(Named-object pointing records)
┌──
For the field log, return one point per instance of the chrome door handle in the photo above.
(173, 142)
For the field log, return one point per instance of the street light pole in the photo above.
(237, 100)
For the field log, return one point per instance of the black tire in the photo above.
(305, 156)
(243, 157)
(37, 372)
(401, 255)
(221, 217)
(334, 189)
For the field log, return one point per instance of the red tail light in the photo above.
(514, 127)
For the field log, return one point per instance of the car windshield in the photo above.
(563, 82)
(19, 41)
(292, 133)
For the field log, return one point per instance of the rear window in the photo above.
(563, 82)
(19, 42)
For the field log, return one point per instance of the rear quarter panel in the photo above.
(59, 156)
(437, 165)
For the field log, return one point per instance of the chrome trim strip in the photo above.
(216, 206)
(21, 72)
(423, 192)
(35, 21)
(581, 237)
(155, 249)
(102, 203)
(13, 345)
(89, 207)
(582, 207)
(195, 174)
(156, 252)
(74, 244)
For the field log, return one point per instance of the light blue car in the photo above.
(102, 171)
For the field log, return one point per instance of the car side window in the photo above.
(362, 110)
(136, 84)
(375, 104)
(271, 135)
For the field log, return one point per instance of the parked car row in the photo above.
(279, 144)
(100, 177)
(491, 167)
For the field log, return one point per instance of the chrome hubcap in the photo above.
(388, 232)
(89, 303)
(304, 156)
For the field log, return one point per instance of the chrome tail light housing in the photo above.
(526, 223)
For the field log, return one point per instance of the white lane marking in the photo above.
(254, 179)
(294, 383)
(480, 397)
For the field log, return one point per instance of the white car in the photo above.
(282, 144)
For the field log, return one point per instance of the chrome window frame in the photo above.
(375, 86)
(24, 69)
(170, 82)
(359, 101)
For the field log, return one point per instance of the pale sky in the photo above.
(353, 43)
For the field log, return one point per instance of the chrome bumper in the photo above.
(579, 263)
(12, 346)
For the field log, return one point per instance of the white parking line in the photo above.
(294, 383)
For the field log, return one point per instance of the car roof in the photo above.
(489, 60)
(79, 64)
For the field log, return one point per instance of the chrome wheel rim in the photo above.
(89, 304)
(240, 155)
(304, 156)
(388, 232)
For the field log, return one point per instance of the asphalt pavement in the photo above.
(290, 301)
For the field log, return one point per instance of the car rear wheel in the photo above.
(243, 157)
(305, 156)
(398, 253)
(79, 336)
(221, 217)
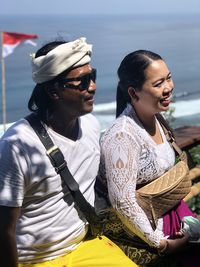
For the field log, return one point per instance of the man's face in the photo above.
(76, 91)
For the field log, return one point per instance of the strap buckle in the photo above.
(56, 158)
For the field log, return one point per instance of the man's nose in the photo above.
(92, 86)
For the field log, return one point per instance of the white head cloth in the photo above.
(61, 58)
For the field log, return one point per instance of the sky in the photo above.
(20, 7)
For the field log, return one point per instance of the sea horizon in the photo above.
(176, 38)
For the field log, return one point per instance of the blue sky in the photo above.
(99, 6)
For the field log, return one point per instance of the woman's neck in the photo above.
(151, 126)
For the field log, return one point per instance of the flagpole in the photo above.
(3, 86)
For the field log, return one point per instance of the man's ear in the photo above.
(132, 93)
(52, 92)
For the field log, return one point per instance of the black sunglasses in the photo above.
(84, 81)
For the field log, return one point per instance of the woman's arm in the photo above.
(121, 156)
(8, 249)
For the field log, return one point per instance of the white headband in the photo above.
(61, 58)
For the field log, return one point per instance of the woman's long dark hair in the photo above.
(40, 102)
(131, 72)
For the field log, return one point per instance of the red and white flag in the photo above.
(12, 39)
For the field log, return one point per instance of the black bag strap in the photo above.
(60, 165)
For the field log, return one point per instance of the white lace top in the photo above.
(131, 157)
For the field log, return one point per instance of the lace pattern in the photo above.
(131, 157)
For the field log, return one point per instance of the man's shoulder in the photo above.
(91, 121)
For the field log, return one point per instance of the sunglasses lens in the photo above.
(86, 79)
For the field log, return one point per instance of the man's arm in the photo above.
(8, 249)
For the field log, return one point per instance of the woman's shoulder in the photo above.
(123, 125)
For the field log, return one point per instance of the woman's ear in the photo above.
(132, 93)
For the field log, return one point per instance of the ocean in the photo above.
(175, 37)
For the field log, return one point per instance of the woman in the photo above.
(135, 150)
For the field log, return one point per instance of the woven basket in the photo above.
(162, 194)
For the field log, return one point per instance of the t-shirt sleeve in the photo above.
(11, 174)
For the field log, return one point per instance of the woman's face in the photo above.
(156, 92)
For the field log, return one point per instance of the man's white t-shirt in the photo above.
(49, 224)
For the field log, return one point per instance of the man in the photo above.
(40, 225)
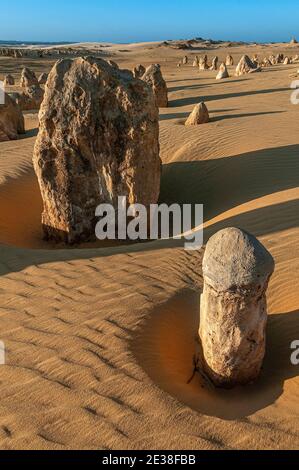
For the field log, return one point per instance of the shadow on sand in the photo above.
(168, 340)
(257, 173)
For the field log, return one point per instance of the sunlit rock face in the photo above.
(233, 314)
(98, 139)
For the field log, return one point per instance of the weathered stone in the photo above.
(98, 140)
(246, 66)
(31, 98)
(233, 315)
(11, 120)
(43, 79)
(28, 78)
(199, 115)
(138, 71)
(229, 61)
(196, 62)
(153, 77)
(223, 73)
(266, 62)
(9, 80)
(113, 64)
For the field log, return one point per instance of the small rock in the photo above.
(154, 78)
(223, 73)
(28, 78)
(233, 314)
(199, 115)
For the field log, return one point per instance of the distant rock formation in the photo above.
(229, 61)
(9, 80)
(154, 78)
(246, 66)
(11, 120)
(138, 71)
(113, 64)
(223, 73)
(233, 314)
(266, 62)
(31, 98)
(199, 115)
(42, 80)
(98, 140)
(196, 61)
(214, 65)
(28, 78)
(203, 63)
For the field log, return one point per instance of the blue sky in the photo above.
(145, 20)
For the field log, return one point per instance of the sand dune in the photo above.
(100, 340)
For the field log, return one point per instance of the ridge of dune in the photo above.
(101, 339)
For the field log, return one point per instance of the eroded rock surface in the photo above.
(11, 120)
(154, 78)
(233, 314)
(98, 139)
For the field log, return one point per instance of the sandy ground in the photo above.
(100, 340)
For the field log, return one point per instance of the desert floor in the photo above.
(100, 341)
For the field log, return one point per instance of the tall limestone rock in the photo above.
(11, 120)
(98, 140)
(154, 78)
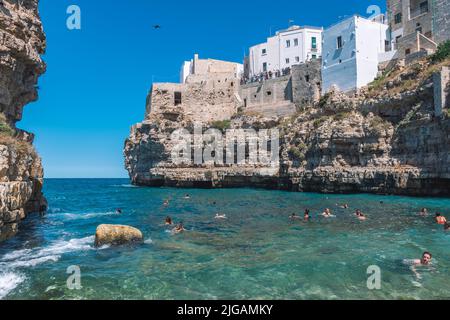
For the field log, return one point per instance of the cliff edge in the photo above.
(22, 41)
(389, 138)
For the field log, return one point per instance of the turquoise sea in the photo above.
(257, 253)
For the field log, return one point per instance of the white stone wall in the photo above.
(355, 64)
(277, 50)
(205, 67)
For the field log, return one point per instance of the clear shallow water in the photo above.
(256, 254)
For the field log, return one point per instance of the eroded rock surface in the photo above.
(385, 139)
(22, 41)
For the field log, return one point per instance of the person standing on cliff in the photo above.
(440, 219)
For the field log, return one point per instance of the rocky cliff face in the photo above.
(22, 41)
(385, 139)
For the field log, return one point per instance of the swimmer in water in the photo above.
(440, 219)
(294, 216)
(169, 221)
(360, 215)
(425, 261)
(327, 213)
(221, 216)
(178, 229)
(306, 215)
└──
Write the records above out again exactly, with no pictures in your copy.

For the field log, return one point per instance of the chrome door handle in the photo above.
(173, 142)
For the field log, return one point per instance of the street light pole in the photo above.
(237, 100)
For the field log, return one point per instance of the black tire in the photo above.
(305, 156)
(243, 157)
(37, 372)
(401, 255)
(221, 217)
(334, 189)
For the field log, return one point per instance of the red tail light in the photo above.
(514, 127)
For the field log, return one point per instance of the car windshield in the photo above.
(563, 82)
(19, 41)
(292, 133)
For the field log, return one point per instance of the rear window in the photo above.
(563, 82)
(19, 42)
For the field log, return one point per instance of the rear quarter panel in the photo above.
(59, 156)
(437, 165)
For the field log, return one point per instance of the chrome trim strip in the photo above.
(216, 206)
(21, 72)
(423, 192)
(35, 21)
(581, 237)
(155, 249)
(102, 203)
(13, 345)
(89, 207)
(582, 207)
(195, 174)
(156, 252)
(74, 244)
For the field log, return one point per instance of the light blue car in the photo above.
(102, 171)
For the field log, return one point per instance of the car side window in the photo above.
(362, 110)
(136, 84)
(375, 104)
(271, 135)
For the field log, return one point per instance of the parked car row in the photo above.
(279, 144)
(100, 177)
(491, 167)
For the field log, return one point per instance of the chrome hubcap in the photo above.
(388, 232)
(89, 303)
(304, 156)
For the field log, return one point per instance of the chrome tail light housing in the photo above.
(526, 223)
For the field log, return one point per instance of the white lane marking in the photo above.
(254, 179)
(294, 383)
(480, 397)
For the field log, return one point per instance of the white car in the photo above.
(282, 144)
For the field log, return one point per instance of the chrome window frame in the photo above.
(375, 86)
(24, 69)
(170, 82)
(359, 101)
For the field log, return one point per instance of the pale sky in the photo above.
(353, 43)
For the field log, return one point per instance of the chrome bumper in the photo above.
(579, 263)
(12, 346)
For the field log, return one point per instance of the white parking line in the photo above.
(294, 383)
For the field log, return one point per instance of the car roof in the photo above.
(489, 60)
(79, 64)
For the field log, return one point per instance of the chrome wheel rim in the photo above.
(89, 304)
(240, 155)
(304, 156)
(388, 232)
For the field log, return one point per instance of the asphalt pavement in the photo above.
(290, 301)
For the field log, return one point per instance of the car rear wheel in the photo above.
(243, 157)
(305, 156)
(398, 253)
(79, 336)
(221, 217)
For the field log, return one point per instance of the man's face in the photo above.
(76, 91)
For the field log, return one point per instance of the strap buckle in the photo above.
(56, 158)
For the field log, return one point per instance of the man's nose in the photo above.
(92, 86)
For the field log, return one point per instance of the white head cloth in the photo above.
(61, 58)
For the field log, return one point per instance of the sky in the photo above.
(20, 7)
For the field log, return one point per instance of the sea horizon in the photo above.
(176, 38)
For the field log, return one point per instance of the blue sky in the photo above.
(99, 6)
For the field log, return one point per instance of the woman's neck in the photo above.
(151, 126)
For the field log, return one point per instance of the flagpole in the photo above.
(3, 86)
For the field log, return one point per instance of the man's ear in the photo above.
(132, 93)
(52, 92)
For the field log, return one point per instance of the black sunglasses in the photo above.
(84, 81)
For the field log, return one point per instance of the woman's arm in the photo above.
(121, 156)
(8, 249)
For the field log, return one point per instance of the white headband in the photo above.
(61, 58)
For the field log, return one point per instance of the woman's long dark hair in the photo above.
(40, 102)
(131, 72)
For the field log, return one point per instance of the red and white flag in the photo above.
(12, 39)
For the field log, return one point per instance of the black bag strap in the photo above.
(60, 165)
For the field log, return one point per instance of the white lace top in the photo above.
(131, 157)
For the field log, return one point per instance of the lace pattern in the photo above.
(131, 157)
For the field log, return one point per instance of the man's shoulder in the photo above.
(91, 121)
For the field log, return one point per instance of the sunglasses lens in the photo above.
(86, 79)
For the field log, return one point per instance of the man's arm in the photo above.
(8, 249)
For the field log, return one point per instance of the woman's shoulder in the photo above.
(123, 125)
For the field log, return one point per instance of the woman's ear in the photo above.
(132, 93)
For the field log, return one point per instance of the ocean in the photo above.
(175, 37)
For the field log, return one point per instance of the woman in the photo above.
(135, 150)
For the field log, return one point per instance of the woven basket in the photo above.
(162, 194)
For the field log, return one point per instance of the t-shirt sleeve in the photo above.
(11, 174)
For the field log, return one point per instance of the woman's face in the photo above.
(156, 92)
For the field log, return one point per instance of the man's white t-shirt in the photo above.
(49, 224)
For the field log, return one point per instance of the man in the photo above.
(40, 225)
For the field log, return one point per instance of the shadow on sand in the photo above.
(168, 340)
(257, 173)
For the field log, return one point per instance of the sunlit rock face in the photo above.
(233, 314)
(98, 139)
For the field log, return one point per instance of the weathered stone in the photo above.
(98, 140)
(246, 66)
(31, 98)
(233, 315)
(11, 120)
(43, 79)
(28, 78)
(199, 115)
(138, 71)
(229, 61)
(196, 62)
(153, 77)
(223, 73)
(266, 62)
(9, 80)
(113, 64)
For the field log, return one point per instance of the small rock in the photo above.
(154, 78)
(223, 73)
(28, 78)
(233, 314)
(199, 115)
For the field log, return one point per instance of the distant rock formation in the photo above.
(229, 61)
(9, 80)
(154, 78)
(246, 66)
(11, 120)
(138, 71)
(113, 64)
(223, 73)
(233, 314)
(266, 62)
(31, 98)
(199, 115)
(42, 80)
(98, 140)
(196, 61)
(214, 65)
(28, 78)
(203, 63)
For the field log, return one point per instance of the blue sky in the photo above.
(145, 20)
For the field log, return one point per instance of the sand dune in the photo above.
(100, 340)
For the field log, return one point per instance of the ridge of dune in the photo above.
(101, 339)
For the field log, return one point per instance of the eroded rock surface in the photo above.
(11, 120)
(154, 78)
(233, 314)
(98, 139)
For the field log, return one point per instance of the sandy ground in the photo above.
(100, 340)
For the field log, return one point per instance of the desert floor in the photo above.
(100, 341)
For the field log, return one point per instance of the tall limestone rock in the photo above.
(11, 120)
(98, 140)
(154, 78)
For the field log, return one point per instance of the cliff edge in the photo above.
(22, 41)
(389, 138)
For the field log, return one point per instance of the turquoise sea in the photo above.
(257, 253)
For the field log, return one point per instance of the white stone wall in the photo above.
(355, 64)
(277, 50)
(205, 67)
For the field log, return one point per instance of the clear shallow water in the photo above.
(256, 254)
For the field log, return one point per instance of the eroded rock surface in the photo above.
(385, 139)
(22, 41)
For the field log, return one point per instance of the person standing on cliff in the photo above.
(440, 219)
For the field log, return one point per instance of the rocky cliff face in the photo above.
(22, 41)
(385, 139)
For the field log, return one point per instance of the swimmer in water in the photo above.
(440, 219)
(294, 216)
(169, 221)
(360, 215)
(425, 261)
(327, 213)
(221, 216)
(178, 229)
(306, 215)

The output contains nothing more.